◆ PROBLEM TO SOLVE: Copy the entries below verbatim, omitting any pictures they contain.

[Natural-language object grounding data]
BEGIN
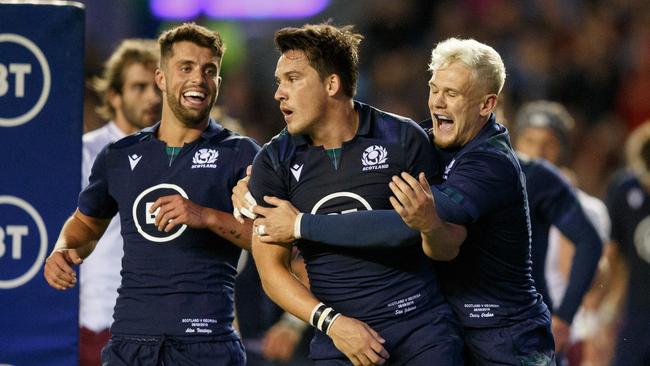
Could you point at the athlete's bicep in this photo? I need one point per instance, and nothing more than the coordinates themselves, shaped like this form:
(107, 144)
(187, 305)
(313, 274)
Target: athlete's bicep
(359, 229)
END
◆ OUTPUT OF THE TASK:
Could you point at the athlete's bicep in this photo? I need one point per instance, and nothing more than the coordinates themselves, shaped like this form:
(107, 144)
(187, 305)
(313, 274)
Target: athlete's bicep
(359, 229)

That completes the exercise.